THE REQUEST | Print each of the rows below word for word, but leave the pictures out.

::::

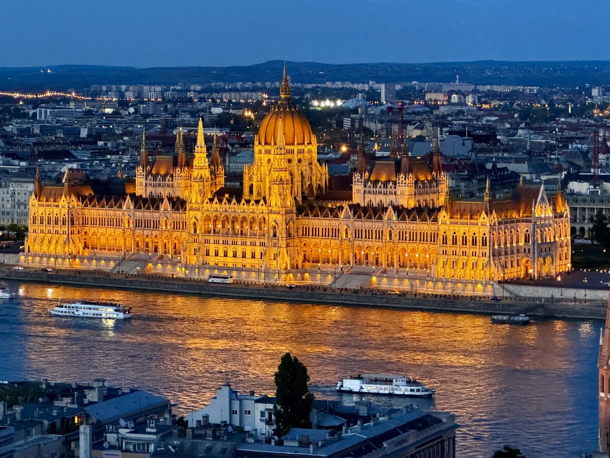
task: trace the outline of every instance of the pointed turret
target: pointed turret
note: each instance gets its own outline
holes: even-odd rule
[[[599,377],[598,423],[599,449],[608,453],[610,451],[610,299],[606,311],[606,324],[600,336],[600,349],[597,360]]]
[[[140,166],[146,170],[150,165],[148,160],[148,151],[146,151],[146,132],[142,128],[142,145],[140,147]]]
[[[208,169],[207,148],[206,147],[206,137],[203,134],[203,122],[199,118],[197,127],[197,143],[195,145],[195,162],[196,165],[203,169]]]
[[[405,145],[407,144],[405,143]],[[406,176],[411,173],[411,161],[409,157],[409,147],[406,146],[403,149],[403,154],[400,156],[400,173]]]
[[[489,180],[489,176],[487,176],[487,182],[485,185],[485,194],[483,194],[483,208],[485,209],[485,213],[487,213],[489,216],[490,214],[490,209],[492,202],[492,191],[491,191],[491,181]]]
[[[360,131],[360,148],[358,150],[358,161],[356,165],[356,173],[364,173],[367,171],[367,156],[364,153],[364,139],[362,131]]]
[[[290,85],[288,81],[285,60],[284,61],[284,75],[282,76],[282,84],[279,87],[279,96],[283,102],[288,102],[290,100]]]
[[[557,190],[555,191],[555,212],[561,213],[564,211],[564,191],[561,187],[561,176],[557,181]]]
[[[392,146],[390,147],[390,158],[398,157],[398,150],[396,147],[396,139],[395,138],[393,138],[392,139]]]
[[[40,179],[40,173],[38,165],[36,166],[36,175],[34,175],[34,195],[38,197],[42,191],[42,180]]]
[[[210,159],[210,167],[212,169],[218,169],[220,165],[220,148],[218,148],[217,135],[215,132],[214,140],[212,144],[212,158]]]
[[[184,140],[182,137],[182,128],[181,127],[178,128],[176,133],[176,146],[174,150],[178,155],[178,167],[182,169],[186,167],[186,151],[184,149]]]
[[[439,136],[436,136],[434,142],[434,149],[432,154],[432,170],[439,175],[443,171],[443,166],[440,161],[440,147],[439,146]]]

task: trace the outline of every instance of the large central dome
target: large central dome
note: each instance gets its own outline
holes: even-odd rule
[[[286,145],[310,145],[314,134],[311,126],[298,107],[290,101],[290,87],[288,84],[286,66],[279,89],[280,100],[260,123],[259,128],[259,143],[261,145],[274,145],[278,125],[281,118],[284,123],[284,134]]]

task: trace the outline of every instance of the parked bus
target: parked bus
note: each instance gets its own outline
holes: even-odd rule
[[[232,283],[233,275],[210,275],[207,277],[209,283]]]

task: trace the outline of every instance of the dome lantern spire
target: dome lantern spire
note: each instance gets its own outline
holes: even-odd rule
[[[284,61],[284,75],[282,76],[282,84],[279,87],[279,96],[282,101],[287,102],[290,100],[290,85],[288,83],[285,60]]]

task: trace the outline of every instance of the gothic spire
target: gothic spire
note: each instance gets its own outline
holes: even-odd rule
[[[486,199],[490,199],[492,198],[491,185],[489,180],[489,176],[487,176],[487,182],[485,185],[485,194],[483,197]]]
[[[218,169],[220,167],[220,148],[218,148],[216,137],[217,134],[215,132],[214,143],[212,145],[212,158],[210,159],[210,165],[213,169]]]
[[[290,85],[288,82],[288,73],[286,71],[286,61],[284,61],[284,75],[282,84],[279,87],[279,96],[282,101],[287,102],[290,100]]]
[[[186,151],[184,150],[184,140],[182,137],[182,128],[178,128],[176,133],[176,146],[174,150],[178,154],[178,167],[182,168],[186,167],[187,156]]]
[[[396,139],[392,138],[392,147],[390,148],[390,158],[398,158],[398,150],[396,147]]]
[[[364,153],[364,140],[362,131],[360,131],[360,148],[358,151],[358,162],[356,165],[356,173],[364,173],[367,171],[367,156]]]
[[[400,173],[407,176],[411,172],[411,159],[409,157],[409,148],[405,148],[400,156]]]
[[[142,128],[142,145],[140,147],[140,166],[146,169],[150,165],[148,161],[148,151],[146,151],[146,131]]]
[[[434,142],[434,149],[432,156],[432,169],[438,175],[443,170],[443,167],[440,162],[440,147],[439,146],[439,136],[436,136],[436,141]]]

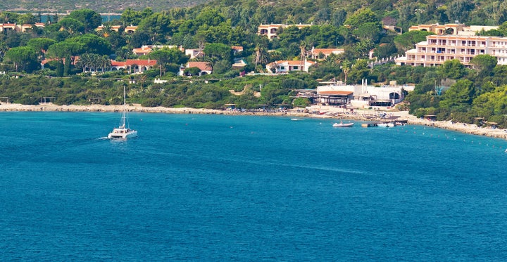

::::

FULL ANSWER |
task: trace the outline of every instance of the pointed turret
target: pointed turret
note: each instance gets its own outline
holes: even-odd rule
[[[599,377],[598,423],[599,449],[608,453],[610,451],[610,299],[606,311],[606,324],[600,336],[600,349],[597,360]]]
[[[140,166],[146,170],[150,165],[148,160],[148,151],[146,151],[146,132],[142,128],[142,145],[140,147]]]
[[[208,169],[207,148],[206,147],[206,137],[203,134],[203,122],[199,118],[197,127],[197,143],[195,145],[195,162],[196,165],[203,169]]]
[[[405,145],[407,144],[405,143]],[[406,176],[411,173],[411,161],[409,157],[409,147],[406,146],[403,149],[403,154],[400,156],[400,173]]]
[[[489,180],[489,176],[487,176],[487,182],[485,185],[485,194],[483,194],[483,208],[485,209],[485,213],[487,213],[489,216],[490,214],[490,209],[492,202],[492,191],[491,191],[491,181]]]
[[[360,131],[360,148],[358,150],[358,161],[356,165],[356,173],[364,173],[367,171],[367,156],[364,153],[364,139],[362,131]]]
[[[290,85],[288,81],[285,60],[284,61],[284,75],[282,76],[282,84],[279,87],[279,96],[283,102],[288,102],[290,100]]]
[[[557,190],[555,191],[555,212],[561,213],[564,211],[564,191],[561,187],[561,176],[557,181]]]
[[[392,146],[390,147],[390,158],[398,157],[398,150],[396,147],[396,139],[395,138],[393,138],[392,139]]]
[[[40,179],[40,173],[38,165],[36,166],[36,175],[34,175],[34,195],[38,197],[42,191],[42,180]]]
[[[210,159],[210,167],[212,169],[218,169],[220,165],[220,148],[218,148],[217,135],[215,132],[214,140],[212,144],[212,158]]]
[[[184,140],[182,137],[182,128],[181,127],[178,128],[176,133],[176,146],[174,150],[178,155],[178,167],[182,169],[186,167],[186,151],[184,149]]]
[[[439,136],[436,136],[434,142],[434,149],[432,154],[432,170],[439,175],[443,171],[443,166],[440,161],[440,147],[439,146]]]

task: trace the outline of every instance of the large central dome
target: large central dome
note: each instance gets its own outline
holes: even-odd rule
[[[286,145],[310,145],[314,134],[311,126],[298,107],[290,101],[290,87],[288,84],[286,66],[279,89],[280,100],[260,123],[259,128],[259,143],[261,145],[274,145],[278,125],[281,118],[284,123],[284,134]]]

task: trace the outline of every instance of the parked bus
target: parked bus
note: each instance gets its own outline
holes: even-odd rule
[[[232,283],[233,275],[210,275],[207,277],[209,283]]]

task: trace the outline of every instance of the dome lantern spire
target: dome lantern spire
note: each instance gets its own outline
holes: even-odd rule
[[[284,61],[284,75],[282,76],[282,84],[279,87],[279,96],[282,101],[287,102],[290,100],[290,85],[288,83],[285,60]]]

task: trace the outline of every instance of the gothic spire
target: gothic spire
note: each instance gets its own outline
holes: even-odd rule
[[[486,199],[490,199],[492,198],[491,185],[489,180],[489,176],[487,176],[487,182],[485,185],[485,194],[483,197]]]
[[[218,169],[220,167],[220,148],[218,148],[216,137],[217,134],[215,132],[214,143],[212,145],[212,158],[210,159],[210,165],[213,169]]]
[[[290,85],[288,82],[288,73],[286,71],[286,61],[284,61],[284,75],[282,84],[279,87],[279,96],[282,101],[287,102],[290,100]]]
[[[186,151],[184,150],[184,140],[182,137],[182,128],[178,128],[176,133],[176,146],[174,150],[178,154],[178,167],[182,168],[186,167],[187,156]]]
[[[396,139],[392,138],[392,147],[390,148],[390,158],[398,158],[398,150],[396,147]]]
[[[364,153],[364,140],[362,131],[360,131],[360,148],[358,151],[358,162],[356,165],[356,173],[364,173],[367,171],[367,156]]]
[[[400,173],[407,176],[411,172],[411,159],[409,157],[409,148],[405,148],[400,156]]]
[[[142,128],[142,145],[140,147],[140,166],[146,169],[150,165],[148,161],[148,151],[146,151],[146,131]]]
[[[434,142],[434,149],[432,156],[432,169],[438,175],[443,170],[443,167],[440,162],[440,147],[439,146],[439,136],[436,136],[436,141]]]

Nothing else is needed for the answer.